## [TASK OBJECTIVE]
Turn the lines below into a JSON list of strings, one string per line, skipping blank lines and leaving out the pictures.

## [EXERCISE MATERIALS]
↓↓↓

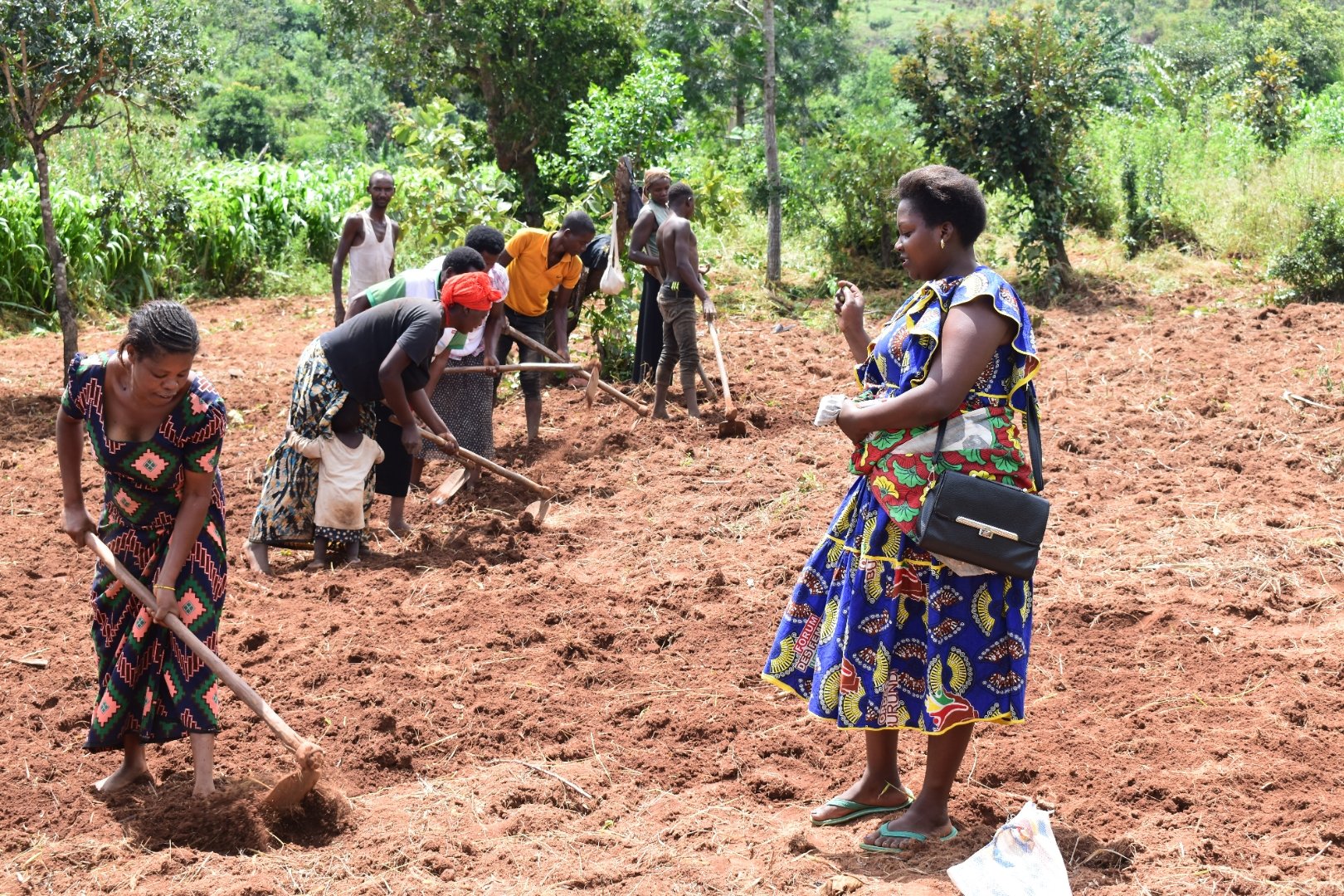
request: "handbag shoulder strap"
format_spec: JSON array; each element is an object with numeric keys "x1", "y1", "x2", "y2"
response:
[{"x1": 932, "y1": 382, "x2": 1045, "y2": 494}]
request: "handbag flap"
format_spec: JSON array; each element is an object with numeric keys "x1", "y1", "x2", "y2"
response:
[{"x1": 921, "y1": 470, "x2": 1049, "y2": 548}]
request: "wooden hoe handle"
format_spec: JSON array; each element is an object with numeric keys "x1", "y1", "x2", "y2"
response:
[
  {"x1": 709, "y1": 321, "x2": 737, "y2": 419},
  {"x1": 85, "y1": 532, "x2": 321, "y2": 767},
  {"x1": 504, "y1": 326, "x2": 649, "y2": 416},
  {"x1": 444, "y1": 364, "x2": 585, "y2": 373},
  {"x1": 392, "y1": 416, "x2": 555, "y2": 499}
]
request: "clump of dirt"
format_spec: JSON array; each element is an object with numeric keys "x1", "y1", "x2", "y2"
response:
[
  {"x1": 108, "y1": 775, "x2": 353, "y2": 855},
  {"x1": 261, "y1": 783, "x2": 355, "y2": 848},
  {"x1": 108, "y1": 775, "x2": 275, "y2": 855}
]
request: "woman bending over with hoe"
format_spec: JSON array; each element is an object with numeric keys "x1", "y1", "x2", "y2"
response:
[
  {"x1": 246, "y1": 291, "x2": 490, "y2": 575},
  {"x1": 56, "y1": 302, "x2": 227, "y2": 796},
  {"x1": 765, "y1": 165, "x2": 1038, "y2": 853}
]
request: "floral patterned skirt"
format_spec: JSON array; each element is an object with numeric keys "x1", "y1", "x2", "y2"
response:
[
  {"x1": 762, "y1": 475, "x2": 1032, "y2": 733},
  {"x1": 247, "y1": 338, "x2": 373, "y2": 549},
  {"x1": 85, "y1": 503, "x2": 227, "y2": 752}
]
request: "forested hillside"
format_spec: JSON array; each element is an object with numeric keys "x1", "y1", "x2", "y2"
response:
[{"x1": 0, "y1": 0, "x2": 1344, "y2": 348}]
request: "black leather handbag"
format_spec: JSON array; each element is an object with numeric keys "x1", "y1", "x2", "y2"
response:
[{"x1": 914, "y1": 388, "x2": 1049, "y2": 579}]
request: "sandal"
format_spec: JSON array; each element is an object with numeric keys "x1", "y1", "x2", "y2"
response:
[
  {"x1": 811, "y1": 787, "x2": 915, "y2": 827},
  {"x1": 859, "y1": 822, "x2": 957, "y2": 855}
]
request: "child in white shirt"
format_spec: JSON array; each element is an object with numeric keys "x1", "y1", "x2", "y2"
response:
[{"x1": 289, "y1": 397, "x2": 383, "y2": 571}]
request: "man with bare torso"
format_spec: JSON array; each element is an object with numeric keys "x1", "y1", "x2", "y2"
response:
[
  {"x1": 332, "y1": 171, "x2": 401, "y2": 326},
  {"x1": 653, "y1": 183, "x2": 713, "y2": 419}
]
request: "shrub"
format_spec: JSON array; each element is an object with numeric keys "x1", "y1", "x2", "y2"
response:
[
  {"x1": 1270, "y1": 196, "x2": 1344, "y2": 302},
  {"x1": 200, "y1": 83, "x2": 284, "y2": 158}
]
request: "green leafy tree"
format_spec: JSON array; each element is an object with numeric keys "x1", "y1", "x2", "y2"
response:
[
  {"x1": 1246, "y1": 0, "x2": 1344, "y2": 93},
  {"x1": 327, "y1": 0, "x2": 635, "y2": 221},
  {"x1": 0, "y1": 0, "x2": 207, "y2": 363},
  {"x1": 1233, "y1": 47, "x2": 1301, "y2": 153},
  {"x1": 392, "y1": 98, "x2": 518, "y2": 247},
  {"x1": 645, "y1": 0, "x2": 852, "y2": 128},
  {"x1": 894, "y1": 4, "x2": 1121, "y2": 278},
  {"x1": 542, "y1": 51, "x2": 689, "y2": 189},
  {"x1": 200, "y1": 83, "x2": 285, "y2": 158}
]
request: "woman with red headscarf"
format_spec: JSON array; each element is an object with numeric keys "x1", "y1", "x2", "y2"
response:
[
  {"x1": 421, "y1": 271, "x2": 504, "y2": 494},
  {"x1": 245, "y1": 291, "x2": 490, "y2": 575}
]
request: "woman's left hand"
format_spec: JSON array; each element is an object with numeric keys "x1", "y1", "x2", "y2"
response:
[
  {"x1": 153, "y1": 582, "x2": 182, "y2": 625},
  {"x1": 836, "y1": 401, "x2": 869, "y2": 445}
]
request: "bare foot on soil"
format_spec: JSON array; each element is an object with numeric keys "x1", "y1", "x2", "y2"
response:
[
  {"x1": 811, "y1": 777, "x2": 910, "y2": 824},
  {"x1": 93, "y1": 760, "x2": 152, "y2": 794},
  {"x1": 243, "y1": 542, "x2": 270, "y2": 575}
]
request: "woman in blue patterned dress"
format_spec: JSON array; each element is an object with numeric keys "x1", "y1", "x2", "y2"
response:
[
  {"x1": 56, "y1": 301, "x2": 227, "y2": 796},
  {"x1": 763, "y1": 165, "x2": 1036, "y2": 853}
]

↑↑↑

## [ANSWER IN FULL]
[
  "request: \"handbag shoulder strap\"",
  "format_spec: JSON array; each element is an object with numeric keys \"x1\", \"y1\", \"x2\", \"y2\"",
  "response:",
  "[{\"x1\": 932, \"y1\": 382, \"x2\": 1045, \"y2\": 494}]",
  "request: \"handbag flap\"",
  "format_spec: JSON array; each element is an object with numeric keys \"x1\", \"y1\", \"x2\", \"y2\"",
  "response:",
  "[{\"x1\": 921, \"y1\": 470, \"x2\": 1049, \"y2\": 548}]",
  "request: \"wooden hoe handle\"",
  "format_spec: JSON array; each element is an object with numeric keys \"x1\", \"y1\", \"x2\", \"y2\"",
  "response:",
  "[",
  "  {\"x1\": 709, \"y1\": 321, \"x2\": 737, \"y2\": 419},",
  "  {\"x1\": 85, \"y1\": 532, \"x2\": 321, \"y2\": 767},",
  "  {\"x1\": 504, \"y1\": 326, \"x2\": 649, \"y2\": 416},",
  "  {\"x1\": 444, \"y1\": 364, \"x2\": 585, \"y2\": 373},",
  "  {\"x1\": 392, \"y1\": 416, \"x2\": 555, \"y2\": 499}",
  "]",
  "request: \"clump of dirt\"",
  "format_spec: JSON array; each element is an object with numeric keys \"x1\", \"y1\", \"x2\", \"y2\"",
  "response:",
  "[",
  "  {\"x1\": 108, \"y1\": 775, \"x2\": 353, \"y2\": 855},",
  "  {\"x1\": 261, \"y1\": 783, \"x2\": 355, \"y2\": 848},",
  "  {\"x1\": 108, \"y1\": 775, \"x2\": 275, \"y2\": 855}",
  "]",
  "request: \"woman bending over with hoe\"",
  "format_spec: JSON array; each element is an object with numeric keys \"x1\", \"y1\", \"x2\", \"y2\"",
  "response:",
  "[",
  "  {\"x1\": 246, \"y1\": 291, \"x2\": 490, \"y2\": 575},",
  "  {\"x1\": 56, \"y1\": 302, \"x2\": 227, \"y2\": 796},",
  "  {\"x1\": 765, \"y1\": 165, \"x2\": 1038, \"y2\": 853}",
  "]",
  "request: \"floral patterned skirt\"",
  "format_spec: JSON array; each element is an object with numeric keys \"x1\", \"y1\", \"x2\", \"y2\"",
  "response:",
  "[",
  "  {\"x1\": 762, \"y1\": 475, \"x2\": 1032, \"y2\": 733},",
  "  {\"x1\": 247, \"y1\": 338, \"x2\": 373, \"y2\": 549},",
  "  {\"x1\": 85, \"y1\": 503, \"x2\": 227, \"y2\": 752}",
  "]",
  "request: \"forested hillside\"",
  "format_spec: JSON array; each element is an object with numeric keys \"x1\", \"y1\", \"x2\", \"y2\"",
  "response:",
  "[{\"x1\": 0, \"y1\": 0, \"x2\": 1344, \"y2\": 348}]",
  "request: \"black leather handbag\"",
  "format_spec: JSON array; each element is an object with numeric keys \"x1\", \"y1\", \"x2\", \"y2\"",
  "response:",
  "[{\"x1\": 914, \"y1\": 388, \"x2\": 1049, \"y2\": 579}]",
  "request: \"sandal\"",
  "format_spec: JSON array; each element is an object with numeric keys \"x1\", \"y1\", \"x2\", \"y2\"",
  "response:",
  "[",
  "  {\"x1\": 811, \"y1\": 787, \"x2\": 915, \"y2\": 827},",
  "  {\"x1\": 859, \"y1\": 822, \"x2\": 957, \"y2\": 855}",
  "]",
  "request: \"child in white shirt\"",
  "format_spec: JSON array; each element is an object with numeric keys \"x1\", \"y1\", \"x2\", \"y2\"",
  "response:",
  "[{\"x1\": 289, \"y1\": 397, \"x2\": 383, \"y2\": 571}]",
  "request: \"man with bare torso\"",
  "format_spec: JSON array; each element is an object with numeric keys \"x1\", \"y1\", \"x2\", \"y2\"",
  "response:",
  "[",
  "  {\"x1\": 332, \"y1\": 171, \"x2\": 401, \"y2\": 326},",
  "  {\"x1\": 653, \"y1\": 183, \"x2\": 713, \"y2\": 419}",
  "]",
  "request: \"shrub\"",
  "format_spec: JSON array; each element is an object with numeric keys \"x1\", \"y1\", \"x2\", \"y2\"",
  "response:",
  "[",
  "  {\"x1\": 1270, \"y1\": 196, \"x2\": 1344, \"y2\": 302},",
  "  {\"x1\": 200, \"y1\": 83, \"x2\": 284, \"y2\": 158}",
  "]",
  "request: \"green leafy tree\"",
  "format_spec: JSON array; each element is an object with numeric keys \"x1\", \"y1\", \"x2\", \"y2\"",
  "response:",
  "[",
  "  {\"x1\": 1246, \"y1\": 0, \"x2\": 1344, \"y2\": 93},",
  "  {\"x1\": 327, \"y1\": 0, \"x2\": 635, \"y2\": 221},",
  "  {\"x1\": 0, \"y1\": 0, \"x2\": 207, \"y2\": 363},",
  "  {\"x1\": 1233, \"y1\": 47, \"x2\": 1301, \"y2\": 153},",
  "  {\"x1\": 392, \"y1\": 98, \"x2\": 518, \"y2\": 247},",
  "  {\"x1\": 645, \"y1\": 0, \"x2\": 852, \"y2\": 128},",
  "  {\"x1\": 894, \"y1\": 4, \"x2\": 1121, \"y2\": 278},",
  "  {\"x1\": 542, \"y1\": 51, \"x2\": 689, \"y2\": 189},",
  "  {\"x1\": 200, \"y1\": 83, \"x2\": 285, \"y2\": 158}",
  "]",
  "request: \"woman with red headscarf\"",
  "format_spec: JSON array; each element is an object with numeric keys \"x1\", \"y1\", \"x2\", \"y2\"",
  "response:",
  "[",
  "  {\"x1\": 421, \"y1\": 271, \"x2\": 504, \"y2\": 494},",
  "  {\"x1\": 245, \"y1\": 291, \"x2\": 490, \"y2\": 575}",
  "]",
  "request: \"woman's left hand\"",
  "format_spec: JSON array; each element is an object with numeric keys \"x1\", \"y1\", \"x2\", \"y2\"",
  "response:",
  "[",
  "  {\"x1\": 153, \"y1\": 582, \"x2\": 182, \"y2\": 625},",
  "  {\"x1\": 836, \"y1\": 401, \"x2\": 869, \"y2\": 445}",
  "]",
  "request: \"bare foot on soil\"",
  "format_spec: JSON array; each element is an object with numeric keys \"x1\", \"y1\", \"x2\", \"y2\"",
  "response:",
  "[",
  "  {\"x1\": 811, \"y1\": 777, \"x2\": 910, \"y2\": 824},",
  "  {\"x1\": 93, \"y1\": 760, \"x2\": 152, \"y2\": 794},",
  "  {\"x1\": 243, \"y1\": 542, \"x2\": 270, \"y2\": 575}",
  "]",
  "request: \"woman in blue patterned dress\"",
  "format_spec: JSON array; each element is an object with numeric keys \"x1\", \"y1\", \"x2\", \"y2\"",
  "response:",
  "[",
  "  {\"x1\": 56, \"y1\": 301, \"x2\": 227, \"y2\": 796},",
  "  {\"x1\": 763, \"y1\": 165, \"x2\": 1036, \"y2\": 853}",
  "]"
]